### Text section
Choosing Boosting in Lucene
I have a few questions about boosting in Lucene. I am running a research project where I have, for each document, 4 fields: f1, f2, f3, f4. I also have a set of queries for my corpus, and I know the relevant documents for each of these queries. What I want to study is how boosting affects the search results of these queries. Basically, I want to show that by boosting some of these fields the results are better (I hope).
I have, though, a few essential questions that I cannot figure out and I would really appreciate some help...
1. Is there any difference between boosting the fields at index time and boosting the terms in the queries which appear in these fields at search time?
Again, I know beforehand the set of queries and also the terms in these queries which appear in the documents in the corpus in each of the fields.
2. In what range are boosting values usually chosen? I.e., should I choose boosts in a 0.5-2 range (say 0.5, 1, 1.5, 2), like I have seen in soem examples, or is it the same if I choose boosts in a range like 50-200 (respectively 50, 100, 150, 200)?
3. How sensitive is boosting in Lucene? For example, if I know approximately the importance of each field, and I want to assign boosting values accordingly, what would be good differences between the values of the boosting factor for the different fields? More precisely, if the importance order is f1<f2<f3<f4, will it matter if I choose the boosts as (1,2,3,4), or (1, 5, 10, 15)?
4. Is there any method besides trial and error for finding the boosts for each field that work the best for a particular corpus?
Thank you very much,

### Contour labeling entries
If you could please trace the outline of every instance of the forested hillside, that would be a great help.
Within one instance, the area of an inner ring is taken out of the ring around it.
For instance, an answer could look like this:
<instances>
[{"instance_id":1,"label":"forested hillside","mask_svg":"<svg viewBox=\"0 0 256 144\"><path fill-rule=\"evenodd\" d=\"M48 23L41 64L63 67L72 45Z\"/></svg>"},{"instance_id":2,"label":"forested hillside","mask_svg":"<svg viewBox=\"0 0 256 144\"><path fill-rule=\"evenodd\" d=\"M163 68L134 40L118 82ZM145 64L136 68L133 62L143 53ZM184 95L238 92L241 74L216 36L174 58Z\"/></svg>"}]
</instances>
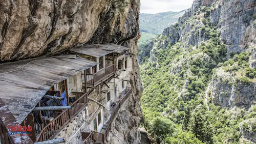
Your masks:
<instances>
[{"instance_id":1,"label":"forested hillside","mask_svg":"<svg viewBox=\"0 0 256 144\"><path fill-rule=\"evenodd\" d=\"M141 123L160 143L256 142L256 2L196 0L141 49Z\"/></svg>"},{"instance_id":2,"label":"forested hillside","mask_svg":"<svg viewBox=\"0 0 256 144\"><path fill-rule=\"evenodd\" d=\"M148 45L152 39L162 34L164 28L177 22L184 13L185 10L156 14L140 14L140 28L142 33L141 38L138 41L139 48Z\"/></svg>"},{"instance_id":3,"label":"forested hillside","mask_svg":"<svg viewBox=\"0 0 256 144\"><path fill-rule=\"evenodd\" d=\"M141 32L158 35L163 30L178 21L180 17L185 13L185 10L180 12L167 12L156 14L140 14L140 28Z\"/></svg>"}]
</instances>

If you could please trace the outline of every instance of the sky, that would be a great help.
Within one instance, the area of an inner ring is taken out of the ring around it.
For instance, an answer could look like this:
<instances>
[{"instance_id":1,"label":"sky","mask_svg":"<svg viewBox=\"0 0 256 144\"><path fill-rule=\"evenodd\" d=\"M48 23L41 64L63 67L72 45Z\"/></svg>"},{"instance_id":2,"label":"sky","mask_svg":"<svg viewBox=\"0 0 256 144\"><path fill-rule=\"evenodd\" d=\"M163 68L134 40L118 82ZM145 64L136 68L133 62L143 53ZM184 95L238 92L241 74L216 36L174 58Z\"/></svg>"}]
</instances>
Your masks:
<instances>
[{"instance_id":1,"label":"sky","mask_svg":"<svg viewBox=\"0 0 256 144\"><path fill-rule=\"evenodd\" d=\"M140 13L179 12L191 7L194 0L140 0Z\"/></svg>"}]
</instances>

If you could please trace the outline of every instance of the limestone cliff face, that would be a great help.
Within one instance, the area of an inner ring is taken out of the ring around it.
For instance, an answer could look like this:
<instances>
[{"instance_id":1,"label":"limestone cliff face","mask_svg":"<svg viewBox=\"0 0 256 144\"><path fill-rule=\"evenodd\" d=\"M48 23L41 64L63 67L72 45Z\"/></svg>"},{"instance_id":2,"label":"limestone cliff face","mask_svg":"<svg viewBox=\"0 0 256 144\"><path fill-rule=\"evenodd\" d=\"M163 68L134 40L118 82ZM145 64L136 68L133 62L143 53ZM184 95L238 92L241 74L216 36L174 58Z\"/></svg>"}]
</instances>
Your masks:
<instances>
[{"instance_id":1,"label":"limestone cliff face","mask_svg":"<svg viewBox=\"0 0 256 144\"><path fill-rule=\"evenodd\" d=\"M130 79L132 82L132 94L127 99L124 105L120 110L120 117L117 116L113 124L112 131L123 141L128 143L140 143L141 135L138 131L140 121L142 117L142 111L140 108L140 98L142 93L142 85L140 81L140 70L138 65L137 55L138 54L137 46L138 40L140 38L140 33L137 36L127 42L126 44L131 48L129 52L134 57L133 59L133 70ZM112 134L111 134L112 135ZM121 143L115 136L111 136L110 143ZM127 138L127 139L126 139Z\"/></svg>"},{"instance_id":2,"label":"limestone cliff face","mask_svg":"<svg viewBox=\"0 0 256 144\"><path fill-rule=\"evenodd\" d=\"M135 57L131 77L134 95L120 116L130 143L140 143L142 89L137 59L140 5L139 0L1 1L0 63L51 56L86 43L111 42L130 47ZM77 124L82 121L77 120ZM114 129L120 127L115 126ZM113 139L110 139L112 143L119 143Z\"/></svg>"},{"instance_id":3,"label":"limestone cliff face","mask_svg":"<svg viewBox=\"0 0 256 144\"><path fill-rule=\"evenodd\" d=\"M221 40L227 46L228 53L240 53L250 46L255 45L256 29L255 17L256 2L253 0L203 1L196 0L191 8L179 19L175 25L165 28L162 35L163 40L157 40L163 48L169 43L174 44L177 42L185 43L187 46L196 45L208 39L206 30L200 28L206 23L200 20L193 20L186 23L203 6L210 7L209 12L210 21L216 26L220 33ZM199 20L199 19L198 19ZM150 44L146 49L154 49L154 44ZM143 50L144 51L144 50ZM153 53L154 54L154 52ZM146 56L143 53L140 56Z\"/></svg>"},{"instance_id":4,"label":"limestone cliff face","mask_svg":"<svg viewBox=\"0 0 256 144\"><path fill-rule=\"evenodd\" d=\"M0 61L50 55L88 42L121 43L139 30L139 0L0 4Z\"/></svg>"},{"instance_id":5,"label":"limestone cliff face","mask_svg":"<svg viewBox=\"0 0 256 144\"><path fill-rule=\"evenodd\" d=\"M210 9L205 9L206 7ZM196 0L177 23L165 28L162 36L153 40L148 47L142 48L142 51L150 52L142 52L139 56L150 57L149 61L156 62L157 66L158 60L154 55L156 49L159 47L164 49L180 42L188 49L197 49L197 45L211 38L209 37L211 33L207 28L210 26L216 28L220 40L226 46L227 60L235 54L248 52L250 53L249 66L255 68L255 12L256 2L253 0ZM179 73L184 66L181 63L187 61L185 58L180 59L178 64L173 62L171 73ZM240 72L244 74L245 71ZM224 72L222 68L217 69L210 84L216 104L231 107L248 107L255 103L254 81L242 82L240 79L244 75L239 72ZM224 79L227 81L223 81Z\"/></svg>"}]
</instances>

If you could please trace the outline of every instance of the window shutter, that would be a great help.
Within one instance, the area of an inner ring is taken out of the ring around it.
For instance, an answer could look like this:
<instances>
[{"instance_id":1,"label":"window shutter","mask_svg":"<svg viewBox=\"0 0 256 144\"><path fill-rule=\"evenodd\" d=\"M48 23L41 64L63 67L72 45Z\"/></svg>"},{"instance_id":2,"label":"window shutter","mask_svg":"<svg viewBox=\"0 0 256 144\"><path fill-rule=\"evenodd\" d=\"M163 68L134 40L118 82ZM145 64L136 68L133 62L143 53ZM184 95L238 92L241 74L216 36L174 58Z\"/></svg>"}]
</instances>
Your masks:
<instances>
[{"instance_id":1,"label":"window shutter","mask_svg":"<svg viewBox=\"0 0 256 144\"><path fill-rule=\"evenodd\" d=\"M123 60L118 61L118 69L121 70L123 68Z\"/></svg>"}]
</instances>

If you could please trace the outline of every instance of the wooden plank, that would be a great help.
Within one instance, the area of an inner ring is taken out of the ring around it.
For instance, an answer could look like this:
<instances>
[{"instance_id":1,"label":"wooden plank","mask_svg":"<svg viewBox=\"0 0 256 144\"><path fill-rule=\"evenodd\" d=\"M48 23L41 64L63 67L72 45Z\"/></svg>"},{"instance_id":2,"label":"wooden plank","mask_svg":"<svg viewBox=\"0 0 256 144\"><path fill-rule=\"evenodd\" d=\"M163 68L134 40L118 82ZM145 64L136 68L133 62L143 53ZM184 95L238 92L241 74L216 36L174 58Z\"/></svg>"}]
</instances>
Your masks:
<instances>
[{"instance_id":1,"label":"wooden plank","mask_svg":"<svg viewBox=\"0 0 256 144\"><path fill-rule=\"evenodd\" d=\"M97 64L83 58L70 60L45 57L0 64L0 98L18 122L51 87Z\"/></svg>"}]
</instances>

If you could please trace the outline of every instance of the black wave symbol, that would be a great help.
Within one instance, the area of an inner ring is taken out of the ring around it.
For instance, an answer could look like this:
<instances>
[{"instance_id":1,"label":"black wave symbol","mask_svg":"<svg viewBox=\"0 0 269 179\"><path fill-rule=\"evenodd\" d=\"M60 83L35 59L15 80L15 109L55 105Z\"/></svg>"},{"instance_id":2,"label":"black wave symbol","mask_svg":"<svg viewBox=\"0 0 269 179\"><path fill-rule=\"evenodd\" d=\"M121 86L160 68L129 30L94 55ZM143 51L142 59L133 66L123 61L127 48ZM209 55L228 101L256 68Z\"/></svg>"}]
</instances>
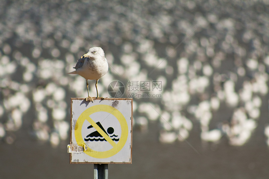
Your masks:
<instances>
[{"instance_id":1,"label":"black wave symbol","mask_svg":"<svg viewBox=\"0 0 269 179\"><path fill-rule=\"evenodd\" d=\"M116 139L116 138L113 138L111 139L112 139L112 141L114 141L117 142L117 141L118 141L119 140L119 138L118 139ZM103 139L101 139L101 138L99 138L96 139L96 138L93 138L93 139L91 139L91 138L90 138L89 137L88 138L84 138L84 140L85 141L92 141L92 142L93 141L106 141L106 140L105 140L105 139L104 138Z\"/></svg>"}]
</instances>

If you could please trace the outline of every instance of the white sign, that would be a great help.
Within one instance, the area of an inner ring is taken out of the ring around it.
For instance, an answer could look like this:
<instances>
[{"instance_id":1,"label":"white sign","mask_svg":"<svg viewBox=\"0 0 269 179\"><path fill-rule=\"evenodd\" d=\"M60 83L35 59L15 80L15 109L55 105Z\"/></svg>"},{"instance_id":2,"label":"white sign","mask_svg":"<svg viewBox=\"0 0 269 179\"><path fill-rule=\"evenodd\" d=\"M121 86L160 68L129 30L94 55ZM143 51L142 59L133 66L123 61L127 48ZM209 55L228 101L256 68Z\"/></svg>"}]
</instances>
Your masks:
<instances>
[{"instance_id":1,"label":"white sign","mask_svg":"<svg viewBox=\"0 0 269 179\"><path fill-rule=\"evenodd\" d=\"M70 163L131 163L133 99L71 98Z\"/></svg>"}]
</instances>

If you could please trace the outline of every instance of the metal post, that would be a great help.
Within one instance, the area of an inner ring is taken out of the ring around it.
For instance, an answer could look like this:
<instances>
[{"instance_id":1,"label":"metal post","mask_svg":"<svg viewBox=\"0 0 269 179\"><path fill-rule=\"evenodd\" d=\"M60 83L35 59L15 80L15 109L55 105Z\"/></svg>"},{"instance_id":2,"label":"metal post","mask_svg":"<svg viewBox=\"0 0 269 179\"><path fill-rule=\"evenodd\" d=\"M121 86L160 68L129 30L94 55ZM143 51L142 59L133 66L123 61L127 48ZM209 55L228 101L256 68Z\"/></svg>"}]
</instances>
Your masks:
<instances>
[{"instance_id":1,"label":"metal post","mask_svg":"<svg viewBox=\"0 0 269 179\"><path fill-rule=\"evenodd\" d=\"M94 179L108 179L108 164L94 164Z\"/></svg>"}]
</instances>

### Stated task A
In the Lucene boosting post, how many fields does each document have?
### Stated task B
Translate this sentence from the Lucene boosting post into Spanish: "What I want to study is how boosting affects the search results of these queries."

### Full response A
Four fields: f1, f2, f3, and f4.

### Full response B
Lo que quiero estudiar es cómo el boosting afecta a los resultados de búsqueda de estas consultas.